(TEXTE):
------------------------------------------------
5. Il résulte de l'instruction que le seul titre produit ayant pu autoriser la société Gaumar à occuper les dépendances du domaine public en litige avait pour échéance le 13 janvier 2019 et qu'aucun élément n'établit que cette échéance aurait été prorogée ou qu'une nouvelle autorisation aurait été accordée à cette société. Or, le maintien de la société Gaumar et de Mme C... dans les lieux fait obstacle à ce que la société Mayotte Channel Gateway puisse, dans le cadre d'une valorisation normale de ce domaine et compte tenu du faible nombre d'emplacements disponibles au sein du port, accorder des autorisations d'occupation de cette dépendance à d'autres personnes ayant effectivement manifesté leur intérêt à court terme pour l'exploitation de terrains portuaires de cette taille. La mesure d'expulsion sollicitée par la société Mayotte Channel Gateway présente, par voie de conséquence, un caractère d'utilité et d'urgence, et ne se heurte à aucune contestation sérieuse.
------------------------------------------------
(DONNÉES):
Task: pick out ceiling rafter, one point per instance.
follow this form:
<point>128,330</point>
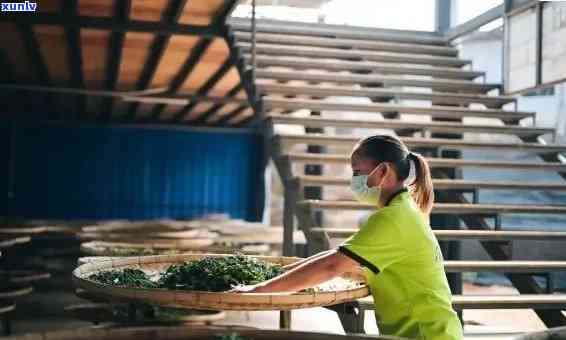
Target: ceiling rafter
<point>33,51</point>
<point>224,120</point>
<point>102,23</point>
<point>114,56</point>
<point>74,55</point>
<point>158,46</point>
<point>196,54</point>
<point>210,83</point>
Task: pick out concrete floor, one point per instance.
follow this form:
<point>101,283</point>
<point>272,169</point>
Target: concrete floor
<point>43,311</point>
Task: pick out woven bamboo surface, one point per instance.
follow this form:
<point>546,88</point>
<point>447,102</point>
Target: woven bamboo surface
<point>205,300</point>
<point>10,241</point>
<point>185,333</point>
<point>23,276</point>
<point>104,248</point>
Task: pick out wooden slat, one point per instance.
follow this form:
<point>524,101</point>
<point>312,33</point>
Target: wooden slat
<point>329,91</point>
<point>363,66</point>
<point>414,142</point>
<point>445,208</point>
<point>402,124</point>
<point>445,184</point>
<point>134,53</point>
<point>201,12</point>
<point>523,301</point>
<point>434,162</point>
<point>395,124</point>
<point>339,31</point>
<point>444,84</point>
<point>148,10</point>
<point>178,48</point>
<point>212,59</point>
<point>375,45</point>
<point>458,234</point>
<point>13,46</point>
<point>94,50</point>
<point>53,44</point>
<point>318,52</point>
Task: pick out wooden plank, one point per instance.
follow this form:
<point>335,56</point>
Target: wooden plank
<point>397,124</point>
<point>53,45</point>
<point>363,66</point>
<point>386,81</point>
<point>339,31</point>
<point>459,234</point>
<point>329,91</point>
<point>94,50</point>
<point>376,45</point>
<point>316,139</point>
<point>444,184</point>
<point>444,208</point>
<point>319,52</point>
<point>523,301</point>
<point>201,12</point>
<point>433,162</point>
<point>405,124</point>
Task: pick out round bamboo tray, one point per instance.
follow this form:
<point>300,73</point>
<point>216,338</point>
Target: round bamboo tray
<point>186,333</point>
<point>153,236</point>
<point>206,300</point>
<point>105,248</point>
<point>11,291</point>
<point>23,276</point>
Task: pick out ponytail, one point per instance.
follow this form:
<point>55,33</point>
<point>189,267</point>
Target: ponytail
<point>421,189</point>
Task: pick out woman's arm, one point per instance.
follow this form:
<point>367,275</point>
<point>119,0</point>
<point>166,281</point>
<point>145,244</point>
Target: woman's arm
<point>307,275</point>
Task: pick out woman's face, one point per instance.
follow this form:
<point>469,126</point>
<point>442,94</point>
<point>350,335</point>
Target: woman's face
<point>364,166</point>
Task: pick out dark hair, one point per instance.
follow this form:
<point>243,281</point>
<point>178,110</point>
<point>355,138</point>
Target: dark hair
<point>385,148</point>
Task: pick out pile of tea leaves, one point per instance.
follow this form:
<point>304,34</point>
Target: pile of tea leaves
<point>212,274</point>
<point>218,274</point>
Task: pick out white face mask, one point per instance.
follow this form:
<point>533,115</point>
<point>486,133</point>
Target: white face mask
<point>362,192</point>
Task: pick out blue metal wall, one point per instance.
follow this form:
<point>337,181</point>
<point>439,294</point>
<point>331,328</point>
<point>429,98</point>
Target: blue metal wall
<point>124,172</point>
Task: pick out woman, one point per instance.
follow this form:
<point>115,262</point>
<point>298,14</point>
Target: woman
<point>395,246</point>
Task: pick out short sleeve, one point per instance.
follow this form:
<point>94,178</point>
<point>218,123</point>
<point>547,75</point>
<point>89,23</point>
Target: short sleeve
<point>377,244</point>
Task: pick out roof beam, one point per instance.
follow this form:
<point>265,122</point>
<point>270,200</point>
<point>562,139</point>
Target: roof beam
<point>196,54</point>
<point>230,94</point>
<point>111,24</point>
<point>158,46</point>
<point>114,56</point>
<point>33,51</point>
<point>224,120</point>
<point>219,74</point>
<point>74,56</point>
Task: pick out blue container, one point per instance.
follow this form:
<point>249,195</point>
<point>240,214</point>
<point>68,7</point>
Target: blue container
<point>95,172</point>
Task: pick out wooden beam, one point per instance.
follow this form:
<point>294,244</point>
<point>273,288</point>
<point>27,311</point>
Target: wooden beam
<point>196,53</point>
<point>219,74</point>
<point>226,119</point>
<point>33,51</point>
<point>144,26</point>
<point>158,46</point>
<point>114,56</point>
<point>210,112</point>
<point>74,56</point>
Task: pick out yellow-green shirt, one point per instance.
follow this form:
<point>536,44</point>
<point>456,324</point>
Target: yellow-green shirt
<point>405,272</point>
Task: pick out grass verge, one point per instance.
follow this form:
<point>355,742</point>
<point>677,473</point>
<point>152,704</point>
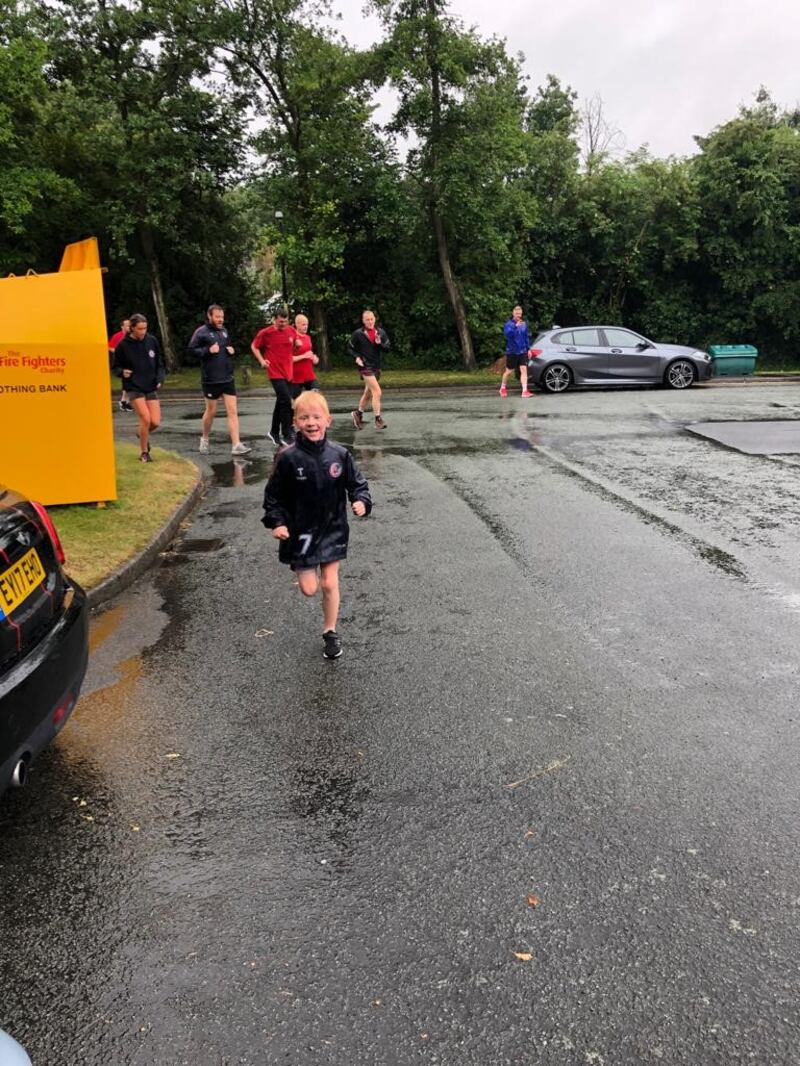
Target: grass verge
<point>98,539</point>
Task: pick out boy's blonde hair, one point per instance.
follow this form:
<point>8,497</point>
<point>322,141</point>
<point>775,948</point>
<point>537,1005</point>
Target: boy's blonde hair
<point>310,399</point>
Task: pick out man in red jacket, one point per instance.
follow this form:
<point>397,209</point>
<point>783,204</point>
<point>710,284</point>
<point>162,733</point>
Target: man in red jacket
<point>273,346</point>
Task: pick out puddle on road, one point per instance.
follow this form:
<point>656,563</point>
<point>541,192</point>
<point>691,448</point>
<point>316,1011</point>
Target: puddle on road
<point>105,625</point>
<point>236,473</point>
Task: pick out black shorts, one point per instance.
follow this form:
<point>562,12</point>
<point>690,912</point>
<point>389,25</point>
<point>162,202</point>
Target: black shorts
<point>217,389</point>
<point>298,387</point>
<point>515,361</point>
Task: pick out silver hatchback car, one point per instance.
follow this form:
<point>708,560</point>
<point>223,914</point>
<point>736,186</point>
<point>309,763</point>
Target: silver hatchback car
<point>610,355</point>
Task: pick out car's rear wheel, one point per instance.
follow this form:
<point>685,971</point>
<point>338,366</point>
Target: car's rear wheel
<point>680,374</point>
<point>556,378</point>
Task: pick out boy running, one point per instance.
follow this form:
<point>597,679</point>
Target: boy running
<point>305,506</point>
<point>304,358</point>
<point>517,343</point>
<point>366,346</point>
<point>211,344</point>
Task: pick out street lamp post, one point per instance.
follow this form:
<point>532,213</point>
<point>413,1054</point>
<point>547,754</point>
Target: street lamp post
<point>280,221</point>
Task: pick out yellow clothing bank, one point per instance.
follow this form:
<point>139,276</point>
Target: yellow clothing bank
<point>57,441</point>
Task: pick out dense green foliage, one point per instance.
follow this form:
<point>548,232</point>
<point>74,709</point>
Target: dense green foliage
<point>175,129</point>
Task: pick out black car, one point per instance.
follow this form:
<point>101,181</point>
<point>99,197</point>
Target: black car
<point>44,635</point>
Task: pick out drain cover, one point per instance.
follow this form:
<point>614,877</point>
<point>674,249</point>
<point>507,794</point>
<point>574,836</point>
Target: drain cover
<point>754,438</point>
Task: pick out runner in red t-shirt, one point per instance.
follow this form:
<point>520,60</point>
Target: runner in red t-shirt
<point>304,358</point>
<point>113,341</point>
<point>273,346</point>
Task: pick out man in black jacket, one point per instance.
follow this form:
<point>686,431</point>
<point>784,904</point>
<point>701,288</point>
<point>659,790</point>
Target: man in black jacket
<point>367,346</point>
<point>139,361</point>
<point>211,344</point>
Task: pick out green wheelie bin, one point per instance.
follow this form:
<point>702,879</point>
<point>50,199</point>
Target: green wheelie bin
<point>730,360</point>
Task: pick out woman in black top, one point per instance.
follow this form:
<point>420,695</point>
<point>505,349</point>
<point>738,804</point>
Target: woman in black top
<point>139,361</point>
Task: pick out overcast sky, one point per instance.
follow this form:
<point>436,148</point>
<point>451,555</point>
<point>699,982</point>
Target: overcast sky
<point>666,69</point>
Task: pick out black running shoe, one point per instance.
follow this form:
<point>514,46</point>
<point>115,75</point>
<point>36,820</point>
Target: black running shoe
<point>333,644</point>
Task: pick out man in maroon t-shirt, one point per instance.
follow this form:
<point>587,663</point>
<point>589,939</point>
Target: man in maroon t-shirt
<point>273,346</point>
<point>113,341</point>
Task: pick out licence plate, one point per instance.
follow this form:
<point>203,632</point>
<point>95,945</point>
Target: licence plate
<point>18,582</point>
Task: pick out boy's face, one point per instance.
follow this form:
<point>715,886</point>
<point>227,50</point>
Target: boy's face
<point>312,421</point>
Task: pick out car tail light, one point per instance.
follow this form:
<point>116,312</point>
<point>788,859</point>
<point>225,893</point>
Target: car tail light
<point>47,522</point>
<point>63,710</point>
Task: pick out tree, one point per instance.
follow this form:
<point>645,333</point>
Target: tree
<point>317,143</point>
<point>461,102</point>
<point>148,136</point>
<point>748,178</point>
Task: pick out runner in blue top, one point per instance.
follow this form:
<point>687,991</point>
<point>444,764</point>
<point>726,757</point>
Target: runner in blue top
<point>517,343</point>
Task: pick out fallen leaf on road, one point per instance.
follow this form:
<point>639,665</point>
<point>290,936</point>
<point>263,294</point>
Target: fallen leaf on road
<point>556,764</point>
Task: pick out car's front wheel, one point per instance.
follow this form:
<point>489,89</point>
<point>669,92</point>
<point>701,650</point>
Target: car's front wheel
<point>556,378</point>
<point>680,374</point>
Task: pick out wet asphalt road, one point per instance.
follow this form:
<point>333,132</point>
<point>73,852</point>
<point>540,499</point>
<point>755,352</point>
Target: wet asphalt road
<point>543,811</point>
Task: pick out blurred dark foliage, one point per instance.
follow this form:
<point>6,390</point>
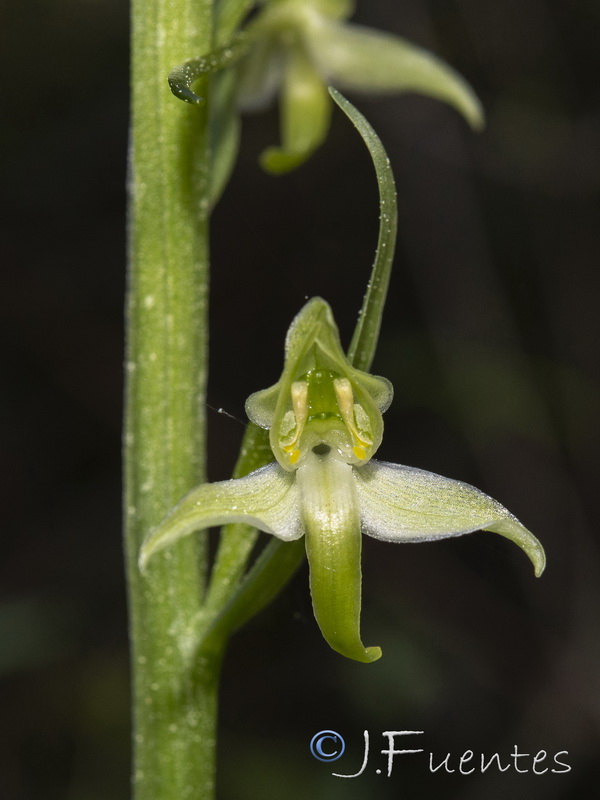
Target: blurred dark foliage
<point>491,341</point>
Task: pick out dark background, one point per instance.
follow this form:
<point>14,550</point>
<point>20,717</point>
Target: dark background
<point>490,338</point>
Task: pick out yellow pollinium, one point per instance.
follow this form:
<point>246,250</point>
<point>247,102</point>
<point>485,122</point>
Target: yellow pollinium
<point>345,398</point>
<point>307,398</point>
<point>299,393</point>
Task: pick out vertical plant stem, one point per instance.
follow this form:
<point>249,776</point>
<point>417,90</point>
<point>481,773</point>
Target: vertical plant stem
<point>174,694</point>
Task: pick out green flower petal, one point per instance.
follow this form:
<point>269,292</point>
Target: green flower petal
<point>305,112</point>
<point>333,543</point>
<point>266,499</point>
<point>404,504</point>
<point>356,58</point>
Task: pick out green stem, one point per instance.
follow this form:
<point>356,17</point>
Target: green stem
<point>174,695</point>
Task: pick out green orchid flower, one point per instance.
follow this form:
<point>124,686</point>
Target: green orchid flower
<point>296,48</point>
<point>325,423</point>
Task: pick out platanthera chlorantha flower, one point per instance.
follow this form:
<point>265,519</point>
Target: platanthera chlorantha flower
<point>325,423</point>
<point>296,48</point>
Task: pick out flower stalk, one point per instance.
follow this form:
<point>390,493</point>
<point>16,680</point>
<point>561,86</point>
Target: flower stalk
<point>174,692</point>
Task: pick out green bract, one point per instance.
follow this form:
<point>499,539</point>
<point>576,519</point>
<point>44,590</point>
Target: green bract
<point>325,424</point>
<point>295,48</point>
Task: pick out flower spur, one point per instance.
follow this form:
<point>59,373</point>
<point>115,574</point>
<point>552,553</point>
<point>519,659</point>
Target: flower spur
<point>325,423</point>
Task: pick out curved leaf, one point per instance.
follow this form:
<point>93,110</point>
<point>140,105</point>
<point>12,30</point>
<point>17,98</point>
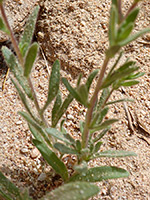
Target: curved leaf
<point>52,159</point>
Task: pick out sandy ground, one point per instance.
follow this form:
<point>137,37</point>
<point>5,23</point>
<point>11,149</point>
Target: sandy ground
<point>76,33</point>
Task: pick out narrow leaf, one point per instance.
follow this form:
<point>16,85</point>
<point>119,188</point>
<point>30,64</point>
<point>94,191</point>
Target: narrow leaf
<point>90,78</point>
<point>3,27</point>
<point>28,31</point>
<point>56,107</point>
<point>62,109</point>
<point>64,149</point>
<point>113,25</point>
<point>52,159</point>
<point>100,173</point>
<point>114,153</point>
<point>73,191</point>
<point>30,58</point>
<point>53,83</point>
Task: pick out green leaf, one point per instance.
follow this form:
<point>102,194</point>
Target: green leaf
<point>53,83</point>
<point>83,93</point>
<point>128,83</point>
<point>64,149</point>
<point>97,174</point>
<point>56,107</point>
<point>129,19</point>
<point>118,101</point>
<point>36,126</point>
<point>134,37</point>
<point>7,189</point>
<point>104,125</point>
<point>100,135</point>
<point>114,153</point>
<point>97,146</point>
<point>125,32</point>
<point>113,25</point>
<point>90,78</point>
<point>28,31</point>
<point>78,145</point>
<point>62,109</point>
<point>14,66</point>
<point>24,100</point>
<point>30,58</point>
<point>3,27</point>
<point>71,90</point>
<point>73,191</point>
<point>52,159</point>
<point>57,134</point>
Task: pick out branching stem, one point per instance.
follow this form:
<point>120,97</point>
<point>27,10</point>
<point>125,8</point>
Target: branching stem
<point>85,135</point>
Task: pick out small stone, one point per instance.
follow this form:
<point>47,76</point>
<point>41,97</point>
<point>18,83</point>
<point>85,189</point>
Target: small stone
<point>34,153</point>
<point>42,177</point>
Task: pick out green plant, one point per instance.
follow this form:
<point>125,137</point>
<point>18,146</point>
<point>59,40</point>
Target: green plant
<point>55,142</point>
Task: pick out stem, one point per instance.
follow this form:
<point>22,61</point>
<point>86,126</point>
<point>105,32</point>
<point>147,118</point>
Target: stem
<point>85,135</point>
<point>12,37</point>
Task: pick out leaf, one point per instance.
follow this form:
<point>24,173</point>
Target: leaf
<point>3,27</point>
<point>97,174</point>
<point>118,101</point>
<point>24,100</point>
<point>36,126</point>
<point>62,109</point>
<point>128,83</point>
<point>52,159</point>
<point>113,25</point>
<point>125,32</point>
<point>114,153</point>
<point>53,83</point>
<point>56,107</point>
<point>129,19</point>
<point>28,31</point>
<point>7,189</point>
<point>90,78</point>
<point>71,90</point>
<point>13,64</point>
<point>100,135</point>
<point>97,146</point>
<point>57,134</point>
<point>73,191</point>
<point>133,37</point>
<point>30,58</point>
<point>64,149</point>
<point>104,125</point>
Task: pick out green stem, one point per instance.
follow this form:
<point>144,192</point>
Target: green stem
<point>13,39</point>
<point>85,135</point>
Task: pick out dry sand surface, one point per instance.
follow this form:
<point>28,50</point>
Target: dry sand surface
<point>75,31</point>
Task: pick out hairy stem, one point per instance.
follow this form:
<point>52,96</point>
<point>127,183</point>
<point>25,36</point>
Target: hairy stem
<point>85,135</point>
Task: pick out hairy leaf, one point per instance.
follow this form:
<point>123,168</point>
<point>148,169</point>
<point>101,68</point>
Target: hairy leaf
<point>52,159</point>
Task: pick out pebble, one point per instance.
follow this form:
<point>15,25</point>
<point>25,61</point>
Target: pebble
<point>34,153</point>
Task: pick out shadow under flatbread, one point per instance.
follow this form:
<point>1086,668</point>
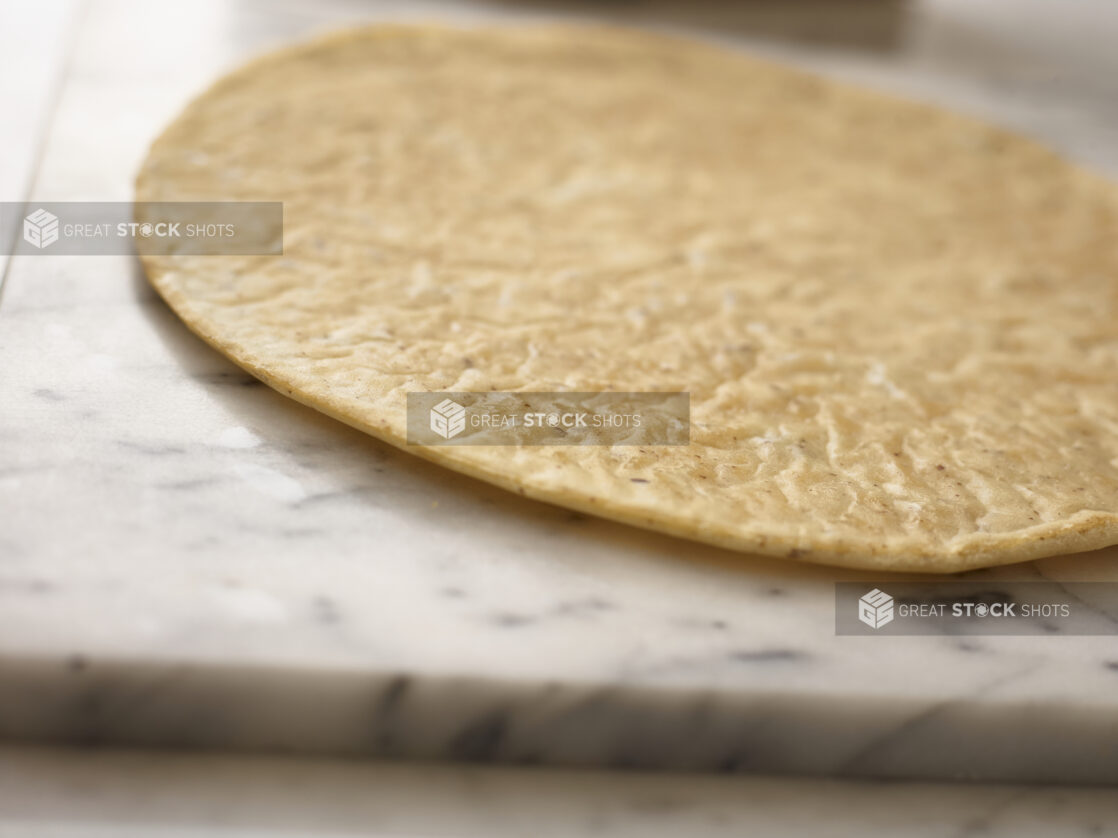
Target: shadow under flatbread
<point>865,25</point>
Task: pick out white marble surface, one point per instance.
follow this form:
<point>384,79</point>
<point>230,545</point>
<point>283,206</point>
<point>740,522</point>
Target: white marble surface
<point>47,793</point>
<point>188,558</point>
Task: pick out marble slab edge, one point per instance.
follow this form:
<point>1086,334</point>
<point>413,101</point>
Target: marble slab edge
<point>84,702</point>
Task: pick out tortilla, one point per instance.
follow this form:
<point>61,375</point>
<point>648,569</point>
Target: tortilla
<point>898,326</point>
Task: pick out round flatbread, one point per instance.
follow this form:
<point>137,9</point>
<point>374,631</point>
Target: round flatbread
<point>898,326</point>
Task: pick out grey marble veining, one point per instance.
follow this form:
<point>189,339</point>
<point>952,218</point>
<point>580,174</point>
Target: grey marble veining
------------------------------------------------
(ÉNONCÉ 1):
Pouvez-vous extraire de la liste, recopiées à l'identique, les lignes qui vont de celle contenant « Task: pick out round flatbread, one » jusqu'à la fin de cette liste, ces deux bornes comprises ?
(ÉNONCÉ 2):
Pourriez-vous écrire la suite du texte sur l'expulsion de la société Gaumar des dépendances portuaires, à partir de sa dernière phrase ?

(RÉPONSE 1):
Task: pick out round flatbread, one point per instance.
follow this form:
<point>137,9</point>
<point>374,631</point>
Target: round flatbread
<point>898,326</point>
Task: pick out grey marble veining, one point per instance.
follow this form:
<point>189,339</point>
<point>952,218</point>
<point>580,174</point>
Target: grey marble veining

(RÉPONSE 2):
6. Dès lors, et sans qu'il soit besoin de se prononcer sur la fin de non-recevoir soulevée par la société Mayotte Channel Gateway, il y a lieu d'enjoindre à la société Gaumar, à Mme C..., ainsi qu'à tous occupants de leur chef, de libérer, sans délai, les parcelles n° 9 et 9 bis qu'ils occupent au sein du domaine public portuaire de Longoni. Il y a lieu d'assortir cette injonction d'une astreinte de 200 euros par jour s'il n'est pas justifié de l'exécution de la présente décision dans le délai de trois mois à compter de sa notification. En revanche, il n'entre pas dans l'office du juge administratif, statuant sur le fondement de l'article L. 521-3 du code de justice administrative d'autoriser la société Mayotte Channel Gateway à demander à l'Etat le concours de la force publique pour l'exécution de la présente décision. Les conclusions de la société Mayotte Channel Gateway présentées en ce sens sont, par suite, irrecevables et doivent être rejetées.
7. Il y a lieu, dans les circonstances de l'espèce, de mettre à la charge conjointe de la société Gaumar et de Mme C... la somme de 3 000 euros à verser à la société Mayotte Channel Gateway au titre de l'article L. 761-1 du code de justice administrative. Les dispositions du même article font obstacle à ce qu'une somme mise à ce titre à la charge de la société Mayotte Channel Gateway qui n'est pas, dans la présente instance, la partie perdante.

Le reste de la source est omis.